## Directive 1
Pull out every line of the entries that contains the word "flower". Case counts.

## Text extract

"""

I bought a fairly antique 20" Monarch bandsaw. It came with a gigantic (~16" diameter) 5HP electric motor. I'm not sure a bandsaw of this size needs this much motor, but since I have it, I'll try to use it.

The motor appears to be 5HP 3Phase, and probably 1730RPM. It is old enough that I can't find information about it on the 'net. In the US, power is supplied to residences in single phase, so I would like to size and buy an appropriate VFD/Inverter/starter to run it from 240VAC 1-phase at 220VAC 3-phase. It would be great to choose the run speed, have soft start so there's not a huge inrush current, and possibly use dynamic braking.

I've seen less expensive Chinese manufactured VFD's on ebay, but there's typically no consultation with the vendors, and caveat emptor. I have seen recommendations for sizing at multiples of up to 6 or 8 times Full Load Amps. Also I've seen it said with 1 to 2 HP motors that 2 x FLA is sufficient. The label is faded enough that I can't be sure about the listed FLA (12? 12.68? 12/6.8 at 220/440?) nor the motor efficiency.

One formula I found online shows to use ((HP x 746watts/HP) ÷ Efficiency) x √3(for 3phase) to get the KW required to size the VFD properly. It sounds right, but I can't read the necessary info from the motor badge so I wondered if anyone is familiar with this gear enough to make a recommendation?


Antique GE Induction Motor, 5HP - 3PH - 220VAC

  • I would suggest using a smaller, single-phase motor. While you might be able to run it on a rotary converter, (or possibly find a VFD in that size and single-phase in, 3 phase out) if you don't have one that's likely to cost as much or more as a suitable single-phase motor of more reasonable size. – Ecnerwal Mar 3 at 21:36
  • I agree with Ecnerwal I have done static caps , rotary and vfd. VFD is the best worked much better than either of the others, next was rotary and I ended up with a start / run setup for good performance. Static not very good at all had to hand start but then it ran (that’s what I built first) Today I stop at 3hp with VFD and go to rotary with larger motors. – Ed Beal Mar 3 at 23:32
  • what is "TS Photo" – Jasen Mar 4 at 8:52
  • I license images. A © statement is not necessary in the US as creative works generally are covered from the time of first publication/or their creation, but it helps control image use. If the label weren't so worn off or I'd found info on it online, I probably would have swung for a low price VFD...but as in my question, I woulda needed to know specifics. I'll very likely look for a 3HP motor, and fabricate a mount for it, and a rolling stand for both saw and motor; likely sell this working antique...it's a pretty nice piece of disappearing industry. I really wonder when it was made? – Old Uncle Ho Mar 4 at 18:02

It can be done with a vfd? Possibly. I would want to Meg the motor prior spending the $ for a vfd. There are also ways to do it with capacitors. And capacitors plus another 3 phase motor.

"""

## Data records
"""

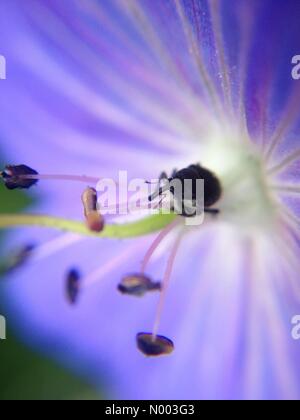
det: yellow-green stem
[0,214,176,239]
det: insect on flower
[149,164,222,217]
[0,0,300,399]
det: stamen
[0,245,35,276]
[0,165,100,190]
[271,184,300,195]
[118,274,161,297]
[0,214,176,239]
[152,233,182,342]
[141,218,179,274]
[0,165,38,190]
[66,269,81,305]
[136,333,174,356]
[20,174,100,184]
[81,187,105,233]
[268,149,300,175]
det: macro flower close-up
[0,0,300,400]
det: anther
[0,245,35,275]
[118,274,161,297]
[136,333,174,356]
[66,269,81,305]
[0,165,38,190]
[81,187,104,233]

"""
"""

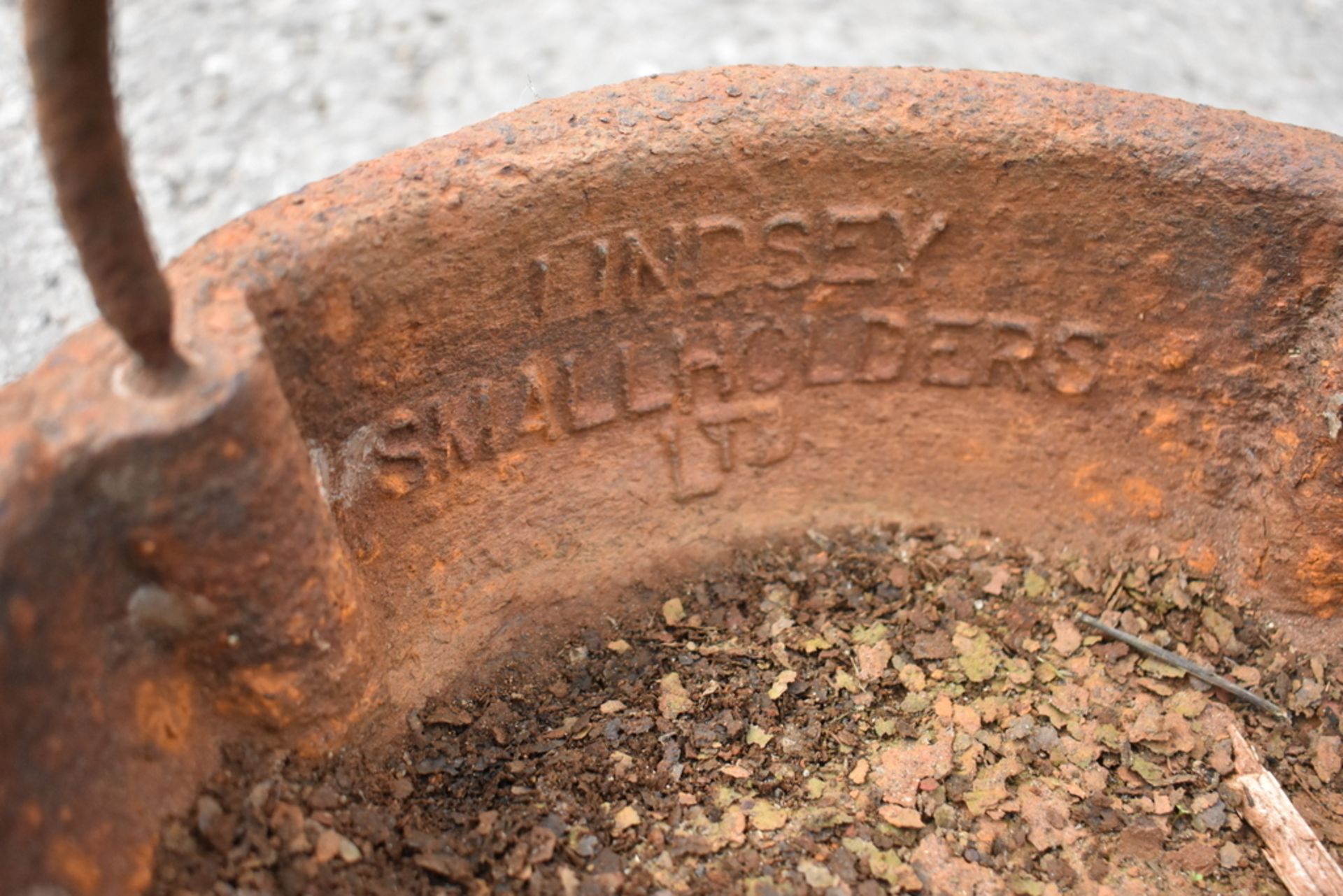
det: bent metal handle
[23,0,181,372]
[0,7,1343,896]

"""

## Directive 2
Please say whether each statement agrees with the bandsaw motor text, answering yes or no and quoting the deciding words. (a) The motor is 5HP and probably runs at 1730RPM. (b) Ed Beal found static caps worked better than a VFD. (c) The bandsaw's owner will very likely look for a 3HP motor.

## Worked answer 1
det: insect on flower
det: macro flower close-up

## Worked answer 2
(a) Yes: "The motor appears to be 5HP 3Phase, and probably 1730RPM."
(b) No: "VFD is the best worked much better than either of the others"
(c) Yes: "I'll very likely look for a 3HP motor"